> ÉNONCÉ 1: Quelles lignes des entrées contiennent le mot « fire » ? Listez-les toutes.

> EXTRAIT DU TEXTE:
::::::::::

LE FMI ET SA PATHETIQUE JUSTIFICATION DE LA RIGUEUR GRECQUE
LE FMI ET SA PATHETIQUE JUSTIFICATION DE LA RIGUEUR GRECQUE
Le 24 mars 2012, Olivier Blanchard, chef économiste au FMI, osait sortir sur le site du Huffington Post une justification du traitement choc qu’en compagnie de l’Union européenne et de la BCE il inflige au peuple grec.
Le titre en lui-même ne manque pas d’audace : « Le bien-fondé et l’équité du programme en faveur de la Grèce ». Entendez-bien : « équité ». Il faut tout de même oser le dire quand ceux qui sont le plus mis à contribution sont les chômeurs, les retraités et les fonctionnaires les moins gradés et les bas salaires du privé[1], pendant que les grandes fortunes, notamment les fameux armateurs grecs, peuvent continuer à jouir en toute tranquillité de leur cupidité et contourner l’impôt ! Et on évoquera même pas les banques européennes qui peuvent allègrement emprunter à un taux quasi nul à la BCE pour se faire une joli marge de bénéfice en prêtant à des taux bien plus élevés aux Etats (lire Cette crise qui vient). Ce qui n’empêche tout de même pas, après une baisse du SMIC de 22%, notre cadre du FMI d’affirmer fièrement que « les riches payent effectivement leur juste part ». Décidemment, le FMI et ses acolytes néolibéraux de Bruxelles ont une bien singulière conception de l’équité.
Bien évidemment, tout au long de l’article de M. Blanchar, on retrouve les habituelles ritournelles des dogmes néolibéraux issus du consensus de Washington : « assainir les finances publiques », « réduire le déficit courant » et bien sur le fabuleux veau d’or, la « stratégie d’amélioration de la compétitivité ». Rien de nouveau donc : on nous sert les mêmes platitudes que sortirait n’importe quel étudiant de premier année issu d’un temple de la pensée unique néolibérale.

::::::::::

> DONNÉES FOURNIES:
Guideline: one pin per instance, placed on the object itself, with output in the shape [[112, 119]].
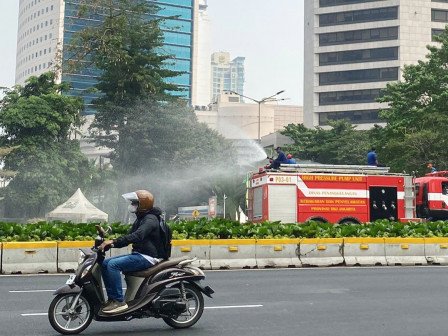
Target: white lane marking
[[213, 307], [38, 290], [33, 291], [229, 307], [35, 314]]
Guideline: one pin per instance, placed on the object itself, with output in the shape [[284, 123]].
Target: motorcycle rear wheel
[[68, 322], [195, 308]]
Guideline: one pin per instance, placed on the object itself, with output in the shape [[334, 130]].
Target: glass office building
[[353, 48], [178, 41]]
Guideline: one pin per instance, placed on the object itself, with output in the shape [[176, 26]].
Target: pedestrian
[[372, 158]]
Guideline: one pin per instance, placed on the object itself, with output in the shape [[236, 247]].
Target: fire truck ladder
[[327, 168]]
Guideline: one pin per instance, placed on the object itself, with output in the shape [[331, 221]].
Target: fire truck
[[330, 193], [431, 197]]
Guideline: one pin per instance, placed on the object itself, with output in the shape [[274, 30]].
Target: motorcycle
[[170, 290]]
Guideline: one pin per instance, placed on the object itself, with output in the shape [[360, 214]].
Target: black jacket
[[144, 234]]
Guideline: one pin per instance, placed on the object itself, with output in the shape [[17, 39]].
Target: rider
[[144, 236]]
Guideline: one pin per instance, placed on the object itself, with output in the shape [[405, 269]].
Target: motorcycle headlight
[[85, 271], [82, 257]]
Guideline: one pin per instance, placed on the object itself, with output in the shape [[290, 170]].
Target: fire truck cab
[[432, 195], [330, 193]]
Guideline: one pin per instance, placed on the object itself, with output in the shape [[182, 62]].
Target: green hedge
[[225, 229]]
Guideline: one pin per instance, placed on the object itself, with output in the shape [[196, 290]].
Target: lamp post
[[259, 102]]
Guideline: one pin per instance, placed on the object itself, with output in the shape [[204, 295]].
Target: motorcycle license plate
[[70, 280]]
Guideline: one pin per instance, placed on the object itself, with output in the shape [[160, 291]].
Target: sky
[[268, 33]]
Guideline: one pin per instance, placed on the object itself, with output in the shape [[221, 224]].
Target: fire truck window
[[445, 188]]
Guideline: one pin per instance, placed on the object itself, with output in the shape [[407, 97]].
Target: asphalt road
[[314, 301]]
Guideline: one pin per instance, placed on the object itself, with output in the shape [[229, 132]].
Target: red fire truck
[[330, 193], [431, 197]]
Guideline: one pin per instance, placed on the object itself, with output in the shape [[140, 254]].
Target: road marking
[[33, 291], [213, 307], [38, 290], [229, 307], [35, 314]]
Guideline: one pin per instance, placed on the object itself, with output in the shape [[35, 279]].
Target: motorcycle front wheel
[[68, 317], [195, 308]]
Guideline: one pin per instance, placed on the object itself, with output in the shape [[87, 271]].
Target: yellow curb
[[75, 244], [185, 249], [322, 241], [284, 241], [232, 242], [404, 240], [196, 242], [29, 245], [362, 240]]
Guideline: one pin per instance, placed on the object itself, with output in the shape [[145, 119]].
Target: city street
[[327, 301]]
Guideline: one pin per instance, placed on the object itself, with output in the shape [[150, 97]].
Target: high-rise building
[[226, 75], [200, 94], [46, 28], [353, 48]]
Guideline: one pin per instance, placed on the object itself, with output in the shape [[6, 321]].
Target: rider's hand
[[105, 244]]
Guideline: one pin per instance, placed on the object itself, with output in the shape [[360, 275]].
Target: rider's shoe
[[115, 307]]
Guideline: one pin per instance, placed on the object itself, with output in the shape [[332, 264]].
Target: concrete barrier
[[436, 250], [364, 252], [29, 257], [193, 248], [68, 254], [321, 252], [405, 251], [232, 253], [277, 253]]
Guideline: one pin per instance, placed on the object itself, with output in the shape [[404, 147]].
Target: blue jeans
[[112, 268]]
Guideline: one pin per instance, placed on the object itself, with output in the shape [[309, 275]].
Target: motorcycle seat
[[157, 268]]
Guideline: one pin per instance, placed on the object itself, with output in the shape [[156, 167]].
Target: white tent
[[77, 209]]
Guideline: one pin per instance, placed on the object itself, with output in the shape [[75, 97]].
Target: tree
[[37, 120], [341, 144], [417, 113]]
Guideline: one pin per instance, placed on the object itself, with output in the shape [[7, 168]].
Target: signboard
[[195, 213], [212, 202]]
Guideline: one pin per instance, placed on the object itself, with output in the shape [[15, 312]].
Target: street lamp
[[259, 102]]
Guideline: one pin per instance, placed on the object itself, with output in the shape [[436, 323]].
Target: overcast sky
[[268, 33]]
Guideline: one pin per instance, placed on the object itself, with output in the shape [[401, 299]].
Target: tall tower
[[46, 28], [201, 56], [353, 48], [226, 75]]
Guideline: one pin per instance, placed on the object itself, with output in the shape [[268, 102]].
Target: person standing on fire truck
[[372, 158], [281, 158]]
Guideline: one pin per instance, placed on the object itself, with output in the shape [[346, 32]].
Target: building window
[[358, 36], [365, 15], [439, 15], [358, 56], [328, 3], [355, 117], [358, 76], [349, 97], [436, 32]]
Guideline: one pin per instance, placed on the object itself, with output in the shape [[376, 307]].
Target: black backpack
[[165, 237]]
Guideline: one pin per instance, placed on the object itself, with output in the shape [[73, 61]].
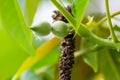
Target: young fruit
[[42, 29], [60, 29]]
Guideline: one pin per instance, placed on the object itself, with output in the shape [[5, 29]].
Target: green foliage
[[42, 29], [29, 75]]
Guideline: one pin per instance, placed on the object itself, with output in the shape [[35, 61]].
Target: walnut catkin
[[67, 49]]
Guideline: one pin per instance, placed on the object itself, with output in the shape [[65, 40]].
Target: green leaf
[[49, 59], [15, 25], [11, 55], [78, 9], [29, 75], [29, 8], [92, 60], [110, 64]]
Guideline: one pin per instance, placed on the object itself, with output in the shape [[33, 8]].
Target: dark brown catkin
[[67, 49], [66, 57]]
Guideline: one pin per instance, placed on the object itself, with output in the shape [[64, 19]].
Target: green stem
[[83, 31], [105, 18], [109, 21], [67, 15]]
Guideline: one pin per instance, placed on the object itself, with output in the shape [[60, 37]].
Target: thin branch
[[109, 22]]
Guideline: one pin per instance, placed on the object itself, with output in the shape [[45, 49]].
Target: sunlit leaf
[[92, 60], [42, 51], [110, 64], [11, 55], [29, 75], [14, 24], [29, 8]]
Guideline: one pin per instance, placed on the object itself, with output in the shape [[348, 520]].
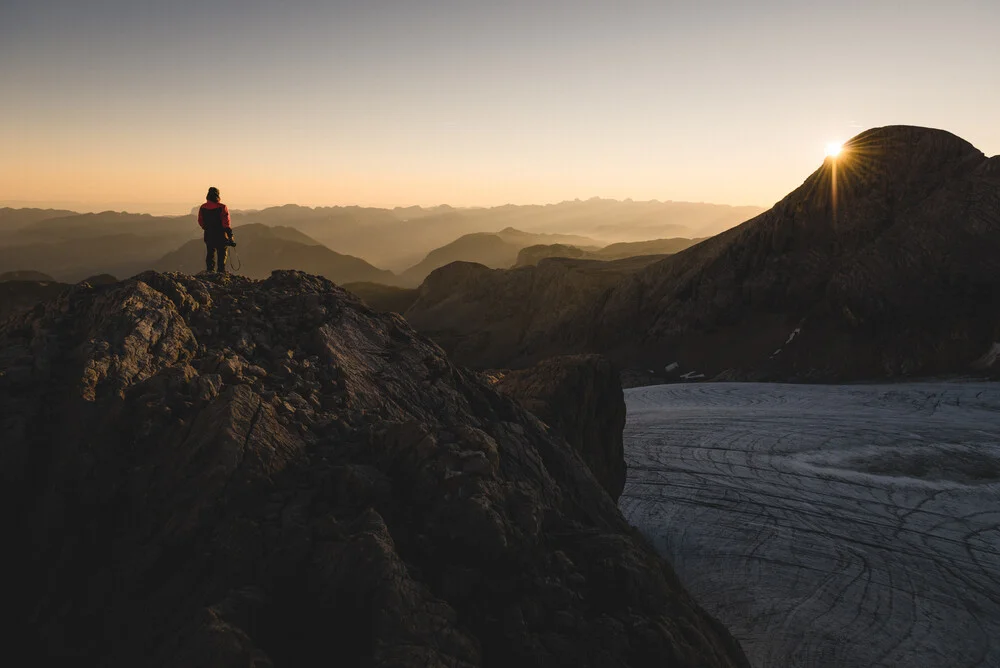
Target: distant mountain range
[[261, 249], [400, 238], [893, 272], [533, 254], [498, 251], [412, 241]]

::::::::::

> ÉNONCÉ 2: Imprimez intégralement l'extrait sur le FMI et la rigueur grecque, sans y changer un seul mot.

> RÉPONSE CORRECTE 1:
Target: fire truck ladder
Target: fire truck
Target: fire truck cab
Target: fire truck window
Target: red fire truck
Target: person standing on fire truck

> RÉPONSE CORRECTE 2:
LE FMI ET SA PATHETIQUE JUSTIFICATION DE LA RIGUEUR GRECQUE
LE FMI ET SA PATHETIQUE JUSTIFICATION DE LA RIGUEUR GRECQUE
Le 24 mars 2012, Olivier Blanchard, chef économiste au FMI, osait sortir sur le site du Huffington Post une justification du traitement choc qu’en compagnie de l’Union européenne et de la BCE il inflige au peuple grec.
Le titre en lui-même ne manque pas d’audace : « Le bien-fondé et l’équité du programme en faveur de la Grèce ». Entendez-bien : « équité ». Il faut tout de même oser le dire quand ceux qui sont le plus mis à contribution sont les chômeurs, les retraités et les fonctionnaires les moins gradés et les bas salaires du privé[1], pendant que les grandes fortunes, notamment les fameux armateurs grecs, peuvent continuer à jouir en toute tranquillité de leur cupidité et contourner l’impôt ! Et on évoquera même pas les banques européennes qui peuvent allègrement emprunter à un taux quasi nul à la BCE pour se faire une joli marge de bénéfice en prêtant à des taux bien plus élevés aux Etats (lire Cette crise qui vient). Ce qui n’empêche tout de même pas, après une baisse du SMIC de 22%, notre cadre du FMI d’affirmer fièrement que « les riches payent effectivement leur juste part ». Décidemment, le FMI et ses acolytes néolibéraux de Bruxelles ont une bien singulière conception de l’équité.
Bien évidemment, tout au long de l’article de M. Blanchar, on retrouve les habituelles ritournelles des dogmes néolibéraux issus du consensus de Washington : « assainir les finances publiques », « réduire le déficit courant » et bien sur le fabuleux veau d’or, la « stratégie d’amélioration de la compétitivité ». Rien de nouveau donc : on nous sert les mêmes platitudes que sortirait n’importe quel étudiant de premier année issu d’un temple de la pensée unique néolibérale.